WHAT TO WORK ON:
Copy the entries from the start through the line containing "x=144 y=275", switching each "query" to "target" and keeping everything else the same.

─── THE DATA ───

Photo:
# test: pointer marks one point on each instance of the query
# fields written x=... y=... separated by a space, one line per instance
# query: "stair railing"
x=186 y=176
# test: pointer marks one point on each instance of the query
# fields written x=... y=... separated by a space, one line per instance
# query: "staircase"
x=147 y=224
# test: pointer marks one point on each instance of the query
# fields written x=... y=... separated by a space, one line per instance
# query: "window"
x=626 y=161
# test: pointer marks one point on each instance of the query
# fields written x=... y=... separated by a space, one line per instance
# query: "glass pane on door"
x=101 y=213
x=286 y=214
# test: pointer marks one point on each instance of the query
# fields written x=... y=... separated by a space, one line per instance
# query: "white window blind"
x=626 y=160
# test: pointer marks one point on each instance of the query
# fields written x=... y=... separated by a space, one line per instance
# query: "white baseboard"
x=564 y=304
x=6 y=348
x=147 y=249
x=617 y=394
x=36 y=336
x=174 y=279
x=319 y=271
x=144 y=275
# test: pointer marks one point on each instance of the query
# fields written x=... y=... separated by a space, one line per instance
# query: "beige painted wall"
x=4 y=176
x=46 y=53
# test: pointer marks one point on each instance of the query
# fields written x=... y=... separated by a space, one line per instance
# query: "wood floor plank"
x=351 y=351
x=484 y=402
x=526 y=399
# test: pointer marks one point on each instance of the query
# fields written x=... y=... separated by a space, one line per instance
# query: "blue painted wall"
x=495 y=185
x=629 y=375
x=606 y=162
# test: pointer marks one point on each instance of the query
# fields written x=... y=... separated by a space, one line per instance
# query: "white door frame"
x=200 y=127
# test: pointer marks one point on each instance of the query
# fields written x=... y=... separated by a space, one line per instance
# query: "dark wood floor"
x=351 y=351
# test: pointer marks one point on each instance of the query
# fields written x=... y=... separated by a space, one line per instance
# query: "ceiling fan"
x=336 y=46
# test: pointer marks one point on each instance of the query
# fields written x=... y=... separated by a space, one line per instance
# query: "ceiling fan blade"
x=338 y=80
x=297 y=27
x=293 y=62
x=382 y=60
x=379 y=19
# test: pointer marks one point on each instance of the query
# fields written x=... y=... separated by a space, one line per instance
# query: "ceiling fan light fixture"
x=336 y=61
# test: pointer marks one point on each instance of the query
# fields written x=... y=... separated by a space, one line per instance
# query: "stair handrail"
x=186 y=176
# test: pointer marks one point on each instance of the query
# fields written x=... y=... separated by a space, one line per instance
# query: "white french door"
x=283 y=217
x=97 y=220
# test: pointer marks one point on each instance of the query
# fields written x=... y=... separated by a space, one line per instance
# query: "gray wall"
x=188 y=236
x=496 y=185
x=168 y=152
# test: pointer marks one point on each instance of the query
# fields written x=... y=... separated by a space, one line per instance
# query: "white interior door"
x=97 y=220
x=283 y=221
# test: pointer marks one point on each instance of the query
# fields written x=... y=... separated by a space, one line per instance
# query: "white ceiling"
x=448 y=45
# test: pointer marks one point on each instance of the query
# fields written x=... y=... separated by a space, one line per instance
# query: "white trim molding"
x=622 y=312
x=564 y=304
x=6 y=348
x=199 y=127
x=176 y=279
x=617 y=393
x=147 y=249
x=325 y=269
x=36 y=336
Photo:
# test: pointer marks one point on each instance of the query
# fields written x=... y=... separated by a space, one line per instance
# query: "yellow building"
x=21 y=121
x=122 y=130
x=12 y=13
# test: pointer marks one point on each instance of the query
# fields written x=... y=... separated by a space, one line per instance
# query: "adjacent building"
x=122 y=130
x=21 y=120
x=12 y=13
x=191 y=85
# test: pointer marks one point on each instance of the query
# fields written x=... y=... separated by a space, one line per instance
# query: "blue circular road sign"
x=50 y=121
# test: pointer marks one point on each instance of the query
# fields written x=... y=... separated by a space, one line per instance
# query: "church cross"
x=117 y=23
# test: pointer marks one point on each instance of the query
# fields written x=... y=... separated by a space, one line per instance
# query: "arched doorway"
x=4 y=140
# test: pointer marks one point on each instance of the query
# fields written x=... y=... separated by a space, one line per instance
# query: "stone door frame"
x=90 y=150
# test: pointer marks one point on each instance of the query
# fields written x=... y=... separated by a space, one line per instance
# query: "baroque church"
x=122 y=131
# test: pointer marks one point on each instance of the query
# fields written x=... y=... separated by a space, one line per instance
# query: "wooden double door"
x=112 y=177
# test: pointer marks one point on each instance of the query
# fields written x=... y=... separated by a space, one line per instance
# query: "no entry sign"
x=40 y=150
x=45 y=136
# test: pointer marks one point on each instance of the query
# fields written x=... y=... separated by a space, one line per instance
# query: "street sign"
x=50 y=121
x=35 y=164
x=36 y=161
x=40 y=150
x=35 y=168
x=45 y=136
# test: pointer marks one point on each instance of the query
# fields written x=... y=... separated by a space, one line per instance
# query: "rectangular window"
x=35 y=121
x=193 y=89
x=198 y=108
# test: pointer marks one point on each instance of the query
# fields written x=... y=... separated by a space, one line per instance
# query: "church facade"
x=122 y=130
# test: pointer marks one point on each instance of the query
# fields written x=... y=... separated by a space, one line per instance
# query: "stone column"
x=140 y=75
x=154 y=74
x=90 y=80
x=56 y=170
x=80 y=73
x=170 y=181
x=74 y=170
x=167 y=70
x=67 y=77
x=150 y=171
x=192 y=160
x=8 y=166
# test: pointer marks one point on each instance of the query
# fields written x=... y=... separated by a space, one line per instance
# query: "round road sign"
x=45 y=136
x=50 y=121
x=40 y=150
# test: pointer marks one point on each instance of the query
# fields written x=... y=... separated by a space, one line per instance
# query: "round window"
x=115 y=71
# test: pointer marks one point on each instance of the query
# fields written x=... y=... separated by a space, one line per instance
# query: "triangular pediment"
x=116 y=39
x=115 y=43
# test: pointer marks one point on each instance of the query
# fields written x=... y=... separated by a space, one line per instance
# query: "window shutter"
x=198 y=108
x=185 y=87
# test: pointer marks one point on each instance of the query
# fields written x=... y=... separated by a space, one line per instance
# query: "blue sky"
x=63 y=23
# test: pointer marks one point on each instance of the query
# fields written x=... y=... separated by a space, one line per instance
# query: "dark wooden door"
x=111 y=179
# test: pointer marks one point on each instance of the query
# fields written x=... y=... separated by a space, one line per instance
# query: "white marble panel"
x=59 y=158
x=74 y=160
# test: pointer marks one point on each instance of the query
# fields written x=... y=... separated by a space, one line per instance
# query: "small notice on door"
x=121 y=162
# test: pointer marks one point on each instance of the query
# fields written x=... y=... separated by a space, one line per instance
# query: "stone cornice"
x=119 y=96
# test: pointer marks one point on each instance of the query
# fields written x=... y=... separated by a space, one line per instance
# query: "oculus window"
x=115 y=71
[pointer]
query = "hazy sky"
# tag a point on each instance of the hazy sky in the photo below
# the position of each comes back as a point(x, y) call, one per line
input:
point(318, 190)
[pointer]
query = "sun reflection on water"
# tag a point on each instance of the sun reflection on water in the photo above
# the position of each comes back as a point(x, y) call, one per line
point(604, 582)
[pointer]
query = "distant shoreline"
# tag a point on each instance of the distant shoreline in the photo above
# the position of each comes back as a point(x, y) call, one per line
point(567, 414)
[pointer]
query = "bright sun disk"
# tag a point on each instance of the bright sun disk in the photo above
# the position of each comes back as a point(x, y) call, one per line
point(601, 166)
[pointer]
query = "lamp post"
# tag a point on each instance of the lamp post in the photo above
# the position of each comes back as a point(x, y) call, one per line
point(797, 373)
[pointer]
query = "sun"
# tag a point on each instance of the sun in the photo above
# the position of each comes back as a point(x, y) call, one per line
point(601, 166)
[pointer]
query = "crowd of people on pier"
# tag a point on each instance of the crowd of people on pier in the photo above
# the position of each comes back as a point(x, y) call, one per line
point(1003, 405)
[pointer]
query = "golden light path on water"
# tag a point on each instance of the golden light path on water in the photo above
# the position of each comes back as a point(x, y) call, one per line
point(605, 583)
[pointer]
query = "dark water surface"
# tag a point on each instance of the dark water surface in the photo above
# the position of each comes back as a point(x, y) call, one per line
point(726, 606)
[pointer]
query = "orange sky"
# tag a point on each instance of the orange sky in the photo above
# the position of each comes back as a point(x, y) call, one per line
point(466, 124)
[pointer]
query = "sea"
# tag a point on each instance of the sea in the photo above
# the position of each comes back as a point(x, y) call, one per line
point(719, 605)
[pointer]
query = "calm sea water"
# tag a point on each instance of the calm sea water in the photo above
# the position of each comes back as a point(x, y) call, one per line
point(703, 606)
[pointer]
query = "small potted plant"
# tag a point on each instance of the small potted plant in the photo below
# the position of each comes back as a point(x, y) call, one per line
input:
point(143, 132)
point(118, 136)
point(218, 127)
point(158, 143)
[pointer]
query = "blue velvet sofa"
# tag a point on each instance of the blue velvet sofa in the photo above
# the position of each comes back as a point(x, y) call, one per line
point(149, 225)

───

RESPONSE BELOW:
Photo:
# test: pointer marks one point on each instance of the target
# fields written x=... y=... separated by a space, one line per instance
# target: "stair railing"
x=186 y=176
# test: pointer marks one point on each instance of the target
# fields written x=... y=... separated by a space, one line per instance
# target: "staircase"
x=147 y=224
# test: pointer marks one point on each instance of the target
# fields written x=... y=... separated by a space, one line per instance
# target: "window"
x=626 y=161
# test: pointer marks one point on each instance of the target
# fields written x=... y=... separated by a space, one line per instance
# target: "glass pane on door"
x=101 y=213
x=286 y=214
# test: pointer marks one point on each instance of the target
# fields written x=... y=... separated by a space, one line per instance
# target: "white window blind"
x=626 y=160
# test: pointer marks one point on each instance of the target
# fields written x=... y=... separated by a space, one line per instance
# target: "white baseboard"
x=564 y=304
x=6 y=348
x=147 y=249
x=617 y=394
x=36 y=336
x=174 y=279
x=319 y=271
x=144 y=275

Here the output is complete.